**Document segment**
Seen
25 November 2018 at Odéon-Théâtre de l’Europe, Paris (as part of the “Festival
d’Automne 2018”; performed until 2 December)
The
young French director Julien Gosselin is known for his long plays; he is not daunted
by modern classics, wordy doorstoppers written by important contemporary male
writers and is eager to make his audiences sit through hours and hours of (multimedia)
performance. After directing Houellebecq’s Particules
élémentaires (2013) and Bolaño’s 2666
(2016), Gosselin and his theatre company “Si vous pouviez lécher mon cœur” have now presented a nine-and-a-half-hour play based
not on one but three novels by the American Don DeLillo, first shown at the
Avignon Festival in the summer 2018, at Paris’s Odéon-Théâtre de l’Europe.
For
Gosselin, the experience of a performance has to be integrated into everyday
life; the play should, as far as possible, form part of the viewer’s day in the
same way as reading a book would. This is why his shows are so long and the spectators
are allowed to leave the auditorium at any point - and come back if they wish
(despite the discomfort it may cause other members of the audience). Although
there are intervals between the three stories, those are also filled with
shorter performances; in this way, however one may try, it becomes impossible
not to miss at least some of the action that is taking place on stage. Ironically,
my own experience of “Joueurs, Mao II, Les Noms” fits quite well with Gosselin’s
principle of integrating performance into life. I did somehow miss the email
alerting the audiences that the play would start an hour earlier than indicated
on my ticket and arrived very late. The usher, surprised at my distress, told
me not to worry as the “play will continue all day”. Luckily enough, I had just
read around a half of Don DeLillo’s “Players” on which the first part of the
play is based and, when I came to the auditorium, the action on stage neatly
picked up where I had left off. Arriving late, I was probably also better
prepared to sit through to the end of the final piece, based on DeLillo’s “The
Names” that I had read earlier and loved, even though many of fellow members of
the audience, visibly shattered, left the auditorium throughout the third part.

**Rows**
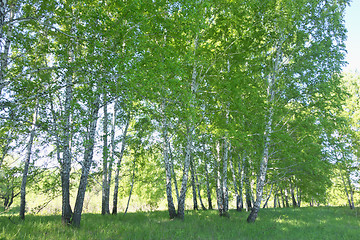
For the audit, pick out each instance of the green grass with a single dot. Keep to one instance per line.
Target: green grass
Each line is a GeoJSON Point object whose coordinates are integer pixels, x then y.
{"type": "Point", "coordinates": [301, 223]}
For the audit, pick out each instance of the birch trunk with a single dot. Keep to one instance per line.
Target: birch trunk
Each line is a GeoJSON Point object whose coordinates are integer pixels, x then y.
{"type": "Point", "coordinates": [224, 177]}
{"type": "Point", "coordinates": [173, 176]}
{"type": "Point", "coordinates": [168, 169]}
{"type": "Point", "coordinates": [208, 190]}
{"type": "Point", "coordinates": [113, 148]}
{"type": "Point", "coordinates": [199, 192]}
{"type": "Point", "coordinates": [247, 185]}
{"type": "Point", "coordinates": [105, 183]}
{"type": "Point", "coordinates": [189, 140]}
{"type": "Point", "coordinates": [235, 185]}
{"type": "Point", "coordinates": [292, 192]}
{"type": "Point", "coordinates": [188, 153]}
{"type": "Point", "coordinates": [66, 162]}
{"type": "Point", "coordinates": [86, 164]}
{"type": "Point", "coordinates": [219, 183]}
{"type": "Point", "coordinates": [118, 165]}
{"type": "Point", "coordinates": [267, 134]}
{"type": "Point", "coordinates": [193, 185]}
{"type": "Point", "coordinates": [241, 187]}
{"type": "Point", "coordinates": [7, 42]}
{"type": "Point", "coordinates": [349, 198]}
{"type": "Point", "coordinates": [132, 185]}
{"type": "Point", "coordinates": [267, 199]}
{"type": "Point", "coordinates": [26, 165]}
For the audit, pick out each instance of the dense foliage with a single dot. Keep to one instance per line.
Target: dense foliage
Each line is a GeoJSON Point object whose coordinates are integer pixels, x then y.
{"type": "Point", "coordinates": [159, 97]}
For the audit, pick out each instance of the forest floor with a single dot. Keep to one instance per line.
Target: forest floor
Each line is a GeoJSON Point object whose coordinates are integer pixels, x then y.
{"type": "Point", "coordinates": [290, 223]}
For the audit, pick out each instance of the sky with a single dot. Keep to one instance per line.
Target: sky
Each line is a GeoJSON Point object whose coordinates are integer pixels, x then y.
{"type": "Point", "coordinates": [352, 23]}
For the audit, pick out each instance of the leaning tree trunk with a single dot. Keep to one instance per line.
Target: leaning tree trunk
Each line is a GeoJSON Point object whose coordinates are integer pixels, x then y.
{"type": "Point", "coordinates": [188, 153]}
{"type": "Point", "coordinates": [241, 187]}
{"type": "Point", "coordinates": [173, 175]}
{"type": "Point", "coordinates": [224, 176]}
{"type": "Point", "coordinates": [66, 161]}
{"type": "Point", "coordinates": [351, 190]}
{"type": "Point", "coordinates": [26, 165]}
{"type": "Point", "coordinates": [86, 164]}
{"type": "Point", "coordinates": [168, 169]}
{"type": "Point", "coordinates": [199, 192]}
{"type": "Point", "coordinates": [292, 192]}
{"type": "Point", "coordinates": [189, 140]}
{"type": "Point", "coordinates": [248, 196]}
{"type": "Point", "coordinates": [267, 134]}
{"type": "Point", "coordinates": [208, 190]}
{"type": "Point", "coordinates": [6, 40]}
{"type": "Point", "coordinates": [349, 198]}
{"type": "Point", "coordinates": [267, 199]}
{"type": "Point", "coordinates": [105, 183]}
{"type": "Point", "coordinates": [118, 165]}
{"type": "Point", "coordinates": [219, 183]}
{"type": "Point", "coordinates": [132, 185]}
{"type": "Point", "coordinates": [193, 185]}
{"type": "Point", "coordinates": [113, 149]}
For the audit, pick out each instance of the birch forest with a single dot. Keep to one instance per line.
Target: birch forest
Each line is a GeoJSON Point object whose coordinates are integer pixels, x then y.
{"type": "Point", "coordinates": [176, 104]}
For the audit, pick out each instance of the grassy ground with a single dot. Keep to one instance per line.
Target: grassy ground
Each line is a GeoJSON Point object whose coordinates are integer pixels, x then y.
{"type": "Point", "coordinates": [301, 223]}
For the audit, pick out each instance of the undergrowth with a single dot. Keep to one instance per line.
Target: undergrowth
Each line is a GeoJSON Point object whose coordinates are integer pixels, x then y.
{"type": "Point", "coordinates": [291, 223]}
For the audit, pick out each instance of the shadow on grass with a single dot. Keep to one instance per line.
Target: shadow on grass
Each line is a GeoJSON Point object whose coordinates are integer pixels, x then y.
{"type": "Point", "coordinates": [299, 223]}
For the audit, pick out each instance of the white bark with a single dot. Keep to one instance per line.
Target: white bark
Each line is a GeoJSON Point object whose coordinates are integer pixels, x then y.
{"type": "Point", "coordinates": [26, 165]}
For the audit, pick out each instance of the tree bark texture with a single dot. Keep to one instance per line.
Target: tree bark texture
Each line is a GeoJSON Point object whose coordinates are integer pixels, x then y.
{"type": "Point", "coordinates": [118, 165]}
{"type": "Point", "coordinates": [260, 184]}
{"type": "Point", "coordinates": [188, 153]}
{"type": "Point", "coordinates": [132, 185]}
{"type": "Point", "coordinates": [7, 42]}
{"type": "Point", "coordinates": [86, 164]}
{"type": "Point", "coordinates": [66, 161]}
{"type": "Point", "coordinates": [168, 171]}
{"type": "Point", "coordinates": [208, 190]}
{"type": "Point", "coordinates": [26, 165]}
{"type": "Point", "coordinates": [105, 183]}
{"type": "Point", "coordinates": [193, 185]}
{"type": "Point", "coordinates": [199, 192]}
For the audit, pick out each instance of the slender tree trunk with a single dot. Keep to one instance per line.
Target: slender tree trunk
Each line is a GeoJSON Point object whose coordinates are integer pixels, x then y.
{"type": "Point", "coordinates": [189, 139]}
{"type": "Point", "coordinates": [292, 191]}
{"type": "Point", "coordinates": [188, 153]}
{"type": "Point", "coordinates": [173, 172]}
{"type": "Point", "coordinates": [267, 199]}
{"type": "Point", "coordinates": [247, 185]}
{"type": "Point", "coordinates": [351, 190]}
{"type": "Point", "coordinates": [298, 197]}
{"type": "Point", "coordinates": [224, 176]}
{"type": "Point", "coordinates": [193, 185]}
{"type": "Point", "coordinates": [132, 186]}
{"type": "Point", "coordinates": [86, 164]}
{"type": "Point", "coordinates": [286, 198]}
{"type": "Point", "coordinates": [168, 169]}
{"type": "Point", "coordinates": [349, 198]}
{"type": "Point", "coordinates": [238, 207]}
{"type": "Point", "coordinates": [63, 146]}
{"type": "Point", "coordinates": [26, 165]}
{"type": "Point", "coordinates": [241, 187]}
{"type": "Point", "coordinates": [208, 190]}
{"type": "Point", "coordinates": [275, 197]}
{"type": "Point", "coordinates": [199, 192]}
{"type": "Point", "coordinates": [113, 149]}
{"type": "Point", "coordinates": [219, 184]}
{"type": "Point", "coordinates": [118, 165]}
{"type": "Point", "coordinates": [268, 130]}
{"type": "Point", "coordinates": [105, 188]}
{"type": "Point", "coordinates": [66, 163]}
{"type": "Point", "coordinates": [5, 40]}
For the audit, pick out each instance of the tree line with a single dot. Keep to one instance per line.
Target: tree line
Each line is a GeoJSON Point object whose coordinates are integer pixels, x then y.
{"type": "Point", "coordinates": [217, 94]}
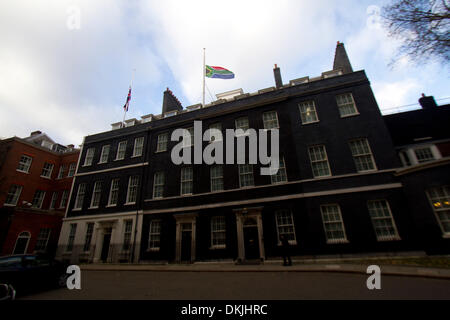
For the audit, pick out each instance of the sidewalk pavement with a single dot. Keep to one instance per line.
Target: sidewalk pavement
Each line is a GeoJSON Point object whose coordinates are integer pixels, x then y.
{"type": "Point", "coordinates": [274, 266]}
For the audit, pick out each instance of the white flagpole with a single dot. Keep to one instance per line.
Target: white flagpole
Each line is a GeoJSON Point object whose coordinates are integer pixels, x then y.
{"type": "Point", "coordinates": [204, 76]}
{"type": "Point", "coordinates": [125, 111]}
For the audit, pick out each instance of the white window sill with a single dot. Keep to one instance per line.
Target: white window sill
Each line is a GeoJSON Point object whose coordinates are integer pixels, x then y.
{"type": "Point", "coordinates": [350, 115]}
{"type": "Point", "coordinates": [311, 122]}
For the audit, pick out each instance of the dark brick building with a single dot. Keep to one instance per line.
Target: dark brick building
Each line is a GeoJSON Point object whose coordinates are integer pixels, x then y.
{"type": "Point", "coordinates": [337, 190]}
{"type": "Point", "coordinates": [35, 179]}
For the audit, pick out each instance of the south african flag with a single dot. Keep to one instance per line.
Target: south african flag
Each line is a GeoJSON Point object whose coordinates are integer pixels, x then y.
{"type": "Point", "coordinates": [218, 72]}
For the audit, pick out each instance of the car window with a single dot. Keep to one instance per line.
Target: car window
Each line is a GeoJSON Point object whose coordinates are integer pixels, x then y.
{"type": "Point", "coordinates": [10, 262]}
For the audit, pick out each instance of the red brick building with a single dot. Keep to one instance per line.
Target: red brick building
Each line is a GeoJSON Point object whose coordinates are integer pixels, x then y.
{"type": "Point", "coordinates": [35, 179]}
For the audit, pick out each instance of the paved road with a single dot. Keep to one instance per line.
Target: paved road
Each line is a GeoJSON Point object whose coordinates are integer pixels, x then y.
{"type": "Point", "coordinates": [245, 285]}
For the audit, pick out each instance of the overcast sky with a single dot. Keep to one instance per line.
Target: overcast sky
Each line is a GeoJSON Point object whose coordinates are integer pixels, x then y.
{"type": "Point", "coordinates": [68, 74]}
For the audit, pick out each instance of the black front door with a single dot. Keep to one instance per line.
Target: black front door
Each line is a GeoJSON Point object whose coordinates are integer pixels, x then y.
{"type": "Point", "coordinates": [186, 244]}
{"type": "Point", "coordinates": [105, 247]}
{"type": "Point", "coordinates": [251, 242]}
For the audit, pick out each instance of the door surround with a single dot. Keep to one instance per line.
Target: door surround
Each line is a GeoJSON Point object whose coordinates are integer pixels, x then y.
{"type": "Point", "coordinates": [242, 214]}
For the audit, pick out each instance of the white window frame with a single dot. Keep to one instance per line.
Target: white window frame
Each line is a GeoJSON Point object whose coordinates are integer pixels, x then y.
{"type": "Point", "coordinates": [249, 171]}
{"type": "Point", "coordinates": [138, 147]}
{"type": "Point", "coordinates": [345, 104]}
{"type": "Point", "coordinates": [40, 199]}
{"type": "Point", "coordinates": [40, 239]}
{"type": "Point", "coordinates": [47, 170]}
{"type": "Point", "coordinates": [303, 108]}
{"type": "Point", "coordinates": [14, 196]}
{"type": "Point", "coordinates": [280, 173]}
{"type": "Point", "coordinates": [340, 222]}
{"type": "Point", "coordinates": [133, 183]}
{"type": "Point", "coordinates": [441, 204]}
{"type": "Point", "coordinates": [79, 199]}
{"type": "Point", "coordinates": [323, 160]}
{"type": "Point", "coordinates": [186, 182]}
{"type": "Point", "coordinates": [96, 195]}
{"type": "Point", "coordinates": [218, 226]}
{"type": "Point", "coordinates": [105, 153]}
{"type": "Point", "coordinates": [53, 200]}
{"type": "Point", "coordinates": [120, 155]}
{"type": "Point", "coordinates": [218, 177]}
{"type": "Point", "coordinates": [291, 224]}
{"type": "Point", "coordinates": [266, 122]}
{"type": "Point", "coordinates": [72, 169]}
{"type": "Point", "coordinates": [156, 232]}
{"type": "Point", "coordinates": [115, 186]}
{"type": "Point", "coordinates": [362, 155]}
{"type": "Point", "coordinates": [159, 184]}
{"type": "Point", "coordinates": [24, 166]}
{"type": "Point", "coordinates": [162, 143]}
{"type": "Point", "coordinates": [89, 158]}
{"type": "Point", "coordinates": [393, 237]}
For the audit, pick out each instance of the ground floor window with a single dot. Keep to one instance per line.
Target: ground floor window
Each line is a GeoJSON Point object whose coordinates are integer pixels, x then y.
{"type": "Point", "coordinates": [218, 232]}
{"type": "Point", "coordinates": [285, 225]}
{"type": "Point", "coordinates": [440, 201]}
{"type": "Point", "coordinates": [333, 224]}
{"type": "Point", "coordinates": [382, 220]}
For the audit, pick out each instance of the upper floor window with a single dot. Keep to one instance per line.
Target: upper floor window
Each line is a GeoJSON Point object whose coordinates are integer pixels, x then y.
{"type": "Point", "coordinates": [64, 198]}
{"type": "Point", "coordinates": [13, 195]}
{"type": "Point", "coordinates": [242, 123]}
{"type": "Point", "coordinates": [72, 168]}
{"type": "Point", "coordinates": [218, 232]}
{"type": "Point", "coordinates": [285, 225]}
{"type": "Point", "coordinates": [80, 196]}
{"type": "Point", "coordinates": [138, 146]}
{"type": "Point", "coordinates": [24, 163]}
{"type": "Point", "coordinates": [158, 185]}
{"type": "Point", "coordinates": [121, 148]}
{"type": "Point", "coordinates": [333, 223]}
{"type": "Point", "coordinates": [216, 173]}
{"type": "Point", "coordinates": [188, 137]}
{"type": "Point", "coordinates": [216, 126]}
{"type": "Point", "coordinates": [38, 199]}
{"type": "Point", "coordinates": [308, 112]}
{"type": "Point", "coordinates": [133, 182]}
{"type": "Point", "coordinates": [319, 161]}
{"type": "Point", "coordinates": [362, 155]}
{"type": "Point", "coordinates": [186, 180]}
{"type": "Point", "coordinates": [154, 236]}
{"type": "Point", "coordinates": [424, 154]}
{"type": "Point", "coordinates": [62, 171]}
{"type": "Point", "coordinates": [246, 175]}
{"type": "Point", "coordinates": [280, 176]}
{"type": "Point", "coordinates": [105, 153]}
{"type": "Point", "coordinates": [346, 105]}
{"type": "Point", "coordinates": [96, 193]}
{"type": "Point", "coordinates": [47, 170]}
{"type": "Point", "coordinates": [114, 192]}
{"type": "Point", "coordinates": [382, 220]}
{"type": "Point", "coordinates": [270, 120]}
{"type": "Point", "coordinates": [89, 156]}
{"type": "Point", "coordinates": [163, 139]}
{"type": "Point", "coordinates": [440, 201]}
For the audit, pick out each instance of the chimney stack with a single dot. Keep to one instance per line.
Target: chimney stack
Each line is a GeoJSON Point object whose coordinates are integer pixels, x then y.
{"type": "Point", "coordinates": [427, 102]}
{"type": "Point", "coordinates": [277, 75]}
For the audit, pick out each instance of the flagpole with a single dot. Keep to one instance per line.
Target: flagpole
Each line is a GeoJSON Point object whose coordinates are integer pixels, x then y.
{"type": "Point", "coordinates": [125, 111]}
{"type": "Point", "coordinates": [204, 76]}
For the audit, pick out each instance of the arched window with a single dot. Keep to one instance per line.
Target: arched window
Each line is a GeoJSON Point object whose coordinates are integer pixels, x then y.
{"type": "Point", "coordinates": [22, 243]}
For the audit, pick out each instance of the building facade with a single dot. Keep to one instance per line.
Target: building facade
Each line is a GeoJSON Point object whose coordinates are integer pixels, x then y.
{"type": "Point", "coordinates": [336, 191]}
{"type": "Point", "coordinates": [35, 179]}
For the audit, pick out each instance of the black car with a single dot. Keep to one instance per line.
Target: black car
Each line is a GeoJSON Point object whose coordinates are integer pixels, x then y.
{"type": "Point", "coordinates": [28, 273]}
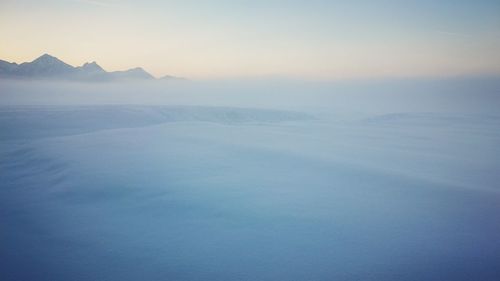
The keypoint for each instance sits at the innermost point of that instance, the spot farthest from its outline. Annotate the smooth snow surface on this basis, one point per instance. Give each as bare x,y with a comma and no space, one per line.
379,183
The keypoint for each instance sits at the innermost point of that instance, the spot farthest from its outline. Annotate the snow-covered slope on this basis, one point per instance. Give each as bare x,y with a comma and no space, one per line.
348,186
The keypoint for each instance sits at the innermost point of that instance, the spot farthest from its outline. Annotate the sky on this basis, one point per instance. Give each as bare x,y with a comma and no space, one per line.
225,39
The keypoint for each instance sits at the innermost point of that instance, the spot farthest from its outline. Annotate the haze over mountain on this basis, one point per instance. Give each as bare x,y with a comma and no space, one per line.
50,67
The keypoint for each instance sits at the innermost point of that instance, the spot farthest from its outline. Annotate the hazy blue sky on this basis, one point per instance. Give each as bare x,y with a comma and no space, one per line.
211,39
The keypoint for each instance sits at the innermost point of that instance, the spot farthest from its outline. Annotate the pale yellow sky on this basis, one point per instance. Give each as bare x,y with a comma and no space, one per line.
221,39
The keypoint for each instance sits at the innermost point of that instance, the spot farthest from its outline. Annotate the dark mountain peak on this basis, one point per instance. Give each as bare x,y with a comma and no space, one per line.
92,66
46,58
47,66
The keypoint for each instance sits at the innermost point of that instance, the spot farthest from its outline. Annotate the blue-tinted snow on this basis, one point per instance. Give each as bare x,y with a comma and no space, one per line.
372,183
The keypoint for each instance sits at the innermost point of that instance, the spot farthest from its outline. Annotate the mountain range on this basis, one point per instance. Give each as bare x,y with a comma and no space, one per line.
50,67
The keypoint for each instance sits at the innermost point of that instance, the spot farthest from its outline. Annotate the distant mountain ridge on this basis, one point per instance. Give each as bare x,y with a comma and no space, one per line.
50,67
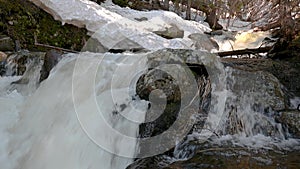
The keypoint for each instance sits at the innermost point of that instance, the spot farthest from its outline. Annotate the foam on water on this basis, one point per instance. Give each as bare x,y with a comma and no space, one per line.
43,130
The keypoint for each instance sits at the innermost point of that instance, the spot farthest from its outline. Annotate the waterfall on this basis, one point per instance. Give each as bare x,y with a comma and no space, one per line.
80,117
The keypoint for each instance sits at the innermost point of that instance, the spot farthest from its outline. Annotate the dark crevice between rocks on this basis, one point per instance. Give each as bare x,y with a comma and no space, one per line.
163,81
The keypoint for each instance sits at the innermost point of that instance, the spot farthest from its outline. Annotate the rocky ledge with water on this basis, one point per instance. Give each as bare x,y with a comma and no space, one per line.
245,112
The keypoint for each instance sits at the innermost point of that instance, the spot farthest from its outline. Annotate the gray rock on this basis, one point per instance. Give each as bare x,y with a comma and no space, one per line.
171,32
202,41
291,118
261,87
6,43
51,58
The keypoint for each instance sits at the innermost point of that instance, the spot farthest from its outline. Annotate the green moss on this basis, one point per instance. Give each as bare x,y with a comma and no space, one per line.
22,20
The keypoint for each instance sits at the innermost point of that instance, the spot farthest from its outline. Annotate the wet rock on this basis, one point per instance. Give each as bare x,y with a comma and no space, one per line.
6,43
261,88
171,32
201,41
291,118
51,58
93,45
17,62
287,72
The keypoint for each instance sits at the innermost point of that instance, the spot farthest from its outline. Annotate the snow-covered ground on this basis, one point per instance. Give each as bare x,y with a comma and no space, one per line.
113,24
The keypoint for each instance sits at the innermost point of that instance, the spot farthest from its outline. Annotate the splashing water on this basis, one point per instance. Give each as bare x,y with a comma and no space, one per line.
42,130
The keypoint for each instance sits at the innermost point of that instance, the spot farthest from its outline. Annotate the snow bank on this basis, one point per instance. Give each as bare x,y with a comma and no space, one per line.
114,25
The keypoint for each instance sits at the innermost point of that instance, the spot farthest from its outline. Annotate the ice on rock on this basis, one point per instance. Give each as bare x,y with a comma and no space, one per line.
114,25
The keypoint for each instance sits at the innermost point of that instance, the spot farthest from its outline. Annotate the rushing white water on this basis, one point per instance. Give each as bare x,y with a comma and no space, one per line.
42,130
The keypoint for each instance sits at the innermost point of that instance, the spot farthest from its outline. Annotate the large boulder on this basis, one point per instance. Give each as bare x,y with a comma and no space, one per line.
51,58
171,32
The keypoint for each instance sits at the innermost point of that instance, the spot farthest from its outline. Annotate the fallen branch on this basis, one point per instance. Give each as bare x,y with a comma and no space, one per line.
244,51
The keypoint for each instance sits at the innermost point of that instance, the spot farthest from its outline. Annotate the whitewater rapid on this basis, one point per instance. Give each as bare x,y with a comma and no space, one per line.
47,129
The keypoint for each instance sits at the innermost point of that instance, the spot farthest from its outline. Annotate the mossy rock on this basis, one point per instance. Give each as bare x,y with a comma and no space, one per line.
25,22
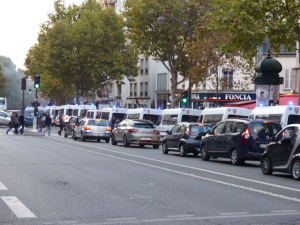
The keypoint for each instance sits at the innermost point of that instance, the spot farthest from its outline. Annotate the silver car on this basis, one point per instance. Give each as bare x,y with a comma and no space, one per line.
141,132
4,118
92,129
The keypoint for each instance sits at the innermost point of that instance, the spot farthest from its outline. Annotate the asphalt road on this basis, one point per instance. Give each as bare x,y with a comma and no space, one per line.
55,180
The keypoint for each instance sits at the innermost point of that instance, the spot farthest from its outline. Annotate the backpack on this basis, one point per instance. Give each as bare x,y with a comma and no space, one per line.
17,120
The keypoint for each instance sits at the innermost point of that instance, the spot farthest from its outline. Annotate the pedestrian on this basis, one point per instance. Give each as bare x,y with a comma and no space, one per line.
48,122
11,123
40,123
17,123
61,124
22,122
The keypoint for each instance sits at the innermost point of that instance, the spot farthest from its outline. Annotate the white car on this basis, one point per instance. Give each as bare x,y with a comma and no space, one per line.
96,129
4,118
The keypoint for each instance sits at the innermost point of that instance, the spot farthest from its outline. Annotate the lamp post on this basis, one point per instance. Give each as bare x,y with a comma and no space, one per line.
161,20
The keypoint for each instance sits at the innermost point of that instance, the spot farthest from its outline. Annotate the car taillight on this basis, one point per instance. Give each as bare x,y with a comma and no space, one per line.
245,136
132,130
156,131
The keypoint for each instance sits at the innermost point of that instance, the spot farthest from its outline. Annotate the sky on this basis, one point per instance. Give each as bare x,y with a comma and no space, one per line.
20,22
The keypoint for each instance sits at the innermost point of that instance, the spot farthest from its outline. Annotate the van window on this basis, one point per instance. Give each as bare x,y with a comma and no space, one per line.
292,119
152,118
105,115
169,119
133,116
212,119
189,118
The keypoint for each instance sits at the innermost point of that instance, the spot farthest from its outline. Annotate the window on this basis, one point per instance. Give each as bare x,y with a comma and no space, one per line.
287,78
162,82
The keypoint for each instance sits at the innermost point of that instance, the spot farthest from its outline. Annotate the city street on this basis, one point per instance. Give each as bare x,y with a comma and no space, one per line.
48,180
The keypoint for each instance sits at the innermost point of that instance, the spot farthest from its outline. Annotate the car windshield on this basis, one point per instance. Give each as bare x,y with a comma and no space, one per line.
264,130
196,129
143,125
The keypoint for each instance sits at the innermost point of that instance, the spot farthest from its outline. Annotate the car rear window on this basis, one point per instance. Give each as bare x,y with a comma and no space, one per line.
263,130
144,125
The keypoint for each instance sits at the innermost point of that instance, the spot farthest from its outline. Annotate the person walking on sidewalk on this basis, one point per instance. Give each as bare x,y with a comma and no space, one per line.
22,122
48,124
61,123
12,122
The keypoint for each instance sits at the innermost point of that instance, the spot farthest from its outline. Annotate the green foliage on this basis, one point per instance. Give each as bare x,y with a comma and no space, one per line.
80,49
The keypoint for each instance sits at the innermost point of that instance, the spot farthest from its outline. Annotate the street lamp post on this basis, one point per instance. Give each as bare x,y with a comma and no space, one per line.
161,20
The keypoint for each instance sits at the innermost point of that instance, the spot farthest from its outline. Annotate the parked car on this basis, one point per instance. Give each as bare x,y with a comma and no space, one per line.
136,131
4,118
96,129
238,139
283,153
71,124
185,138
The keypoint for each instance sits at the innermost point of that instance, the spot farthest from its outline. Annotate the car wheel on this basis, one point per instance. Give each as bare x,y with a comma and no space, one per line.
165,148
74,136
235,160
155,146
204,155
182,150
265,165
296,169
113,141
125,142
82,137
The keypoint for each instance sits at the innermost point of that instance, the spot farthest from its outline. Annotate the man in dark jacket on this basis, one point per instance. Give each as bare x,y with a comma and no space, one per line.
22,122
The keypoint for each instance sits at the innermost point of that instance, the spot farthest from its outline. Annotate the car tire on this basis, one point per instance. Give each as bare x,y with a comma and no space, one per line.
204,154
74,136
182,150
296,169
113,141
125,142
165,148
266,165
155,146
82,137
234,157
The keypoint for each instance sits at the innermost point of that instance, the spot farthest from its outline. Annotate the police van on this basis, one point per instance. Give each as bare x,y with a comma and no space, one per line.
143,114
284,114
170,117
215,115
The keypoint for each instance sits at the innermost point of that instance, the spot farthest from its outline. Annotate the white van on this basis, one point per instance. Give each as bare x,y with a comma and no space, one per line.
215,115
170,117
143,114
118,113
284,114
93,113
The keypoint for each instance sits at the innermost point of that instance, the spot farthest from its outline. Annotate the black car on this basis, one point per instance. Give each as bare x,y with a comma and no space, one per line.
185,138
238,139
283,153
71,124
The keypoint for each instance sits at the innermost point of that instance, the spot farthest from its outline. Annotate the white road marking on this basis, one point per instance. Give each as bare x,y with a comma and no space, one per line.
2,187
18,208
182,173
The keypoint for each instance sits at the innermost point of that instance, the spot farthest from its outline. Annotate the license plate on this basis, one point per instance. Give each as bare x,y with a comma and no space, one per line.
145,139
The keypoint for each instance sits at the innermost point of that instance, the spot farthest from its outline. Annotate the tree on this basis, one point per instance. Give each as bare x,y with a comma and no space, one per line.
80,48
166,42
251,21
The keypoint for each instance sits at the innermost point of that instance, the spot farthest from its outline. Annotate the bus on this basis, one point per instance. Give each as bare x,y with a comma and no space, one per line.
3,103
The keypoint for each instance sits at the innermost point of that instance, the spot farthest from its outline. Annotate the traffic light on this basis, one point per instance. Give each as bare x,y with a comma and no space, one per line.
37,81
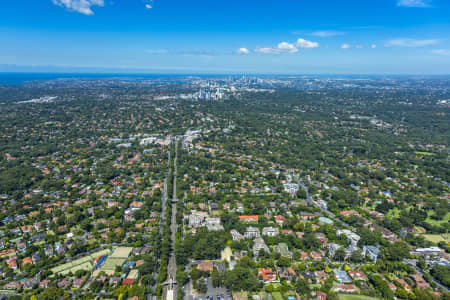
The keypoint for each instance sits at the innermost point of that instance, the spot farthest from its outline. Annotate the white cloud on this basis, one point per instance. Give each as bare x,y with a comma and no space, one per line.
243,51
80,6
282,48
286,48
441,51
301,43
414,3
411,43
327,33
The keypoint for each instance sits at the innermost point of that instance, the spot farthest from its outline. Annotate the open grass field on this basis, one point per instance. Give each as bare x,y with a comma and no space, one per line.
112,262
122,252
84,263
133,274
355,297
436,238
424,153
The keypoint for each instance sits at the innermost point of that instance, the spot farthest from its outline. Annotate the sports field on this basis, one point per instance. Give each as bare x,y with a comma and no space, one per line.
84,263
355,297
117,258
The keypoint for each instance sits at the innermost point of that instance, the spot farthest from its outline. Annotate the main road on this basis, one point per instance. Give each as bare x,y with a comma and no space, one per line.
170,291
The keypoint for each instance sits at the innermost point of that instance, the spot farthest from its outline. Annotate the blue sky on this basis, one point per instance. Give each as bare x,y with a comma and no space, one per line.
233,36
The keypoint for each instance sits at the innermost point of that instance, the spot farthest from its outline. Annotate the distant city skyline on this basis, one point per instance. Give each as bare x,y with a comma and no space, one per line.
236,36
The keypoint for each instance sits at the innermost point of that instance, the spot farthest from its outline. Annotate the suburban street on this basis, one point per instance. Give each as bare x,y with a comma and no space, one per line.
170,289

**What needs to be done**
According to the theatre review, where was the play based on three Don DeLillo novels first shown? Answer using only the theatre review.

**Exercise response**
At the Avignon Festival in the summer of 2018.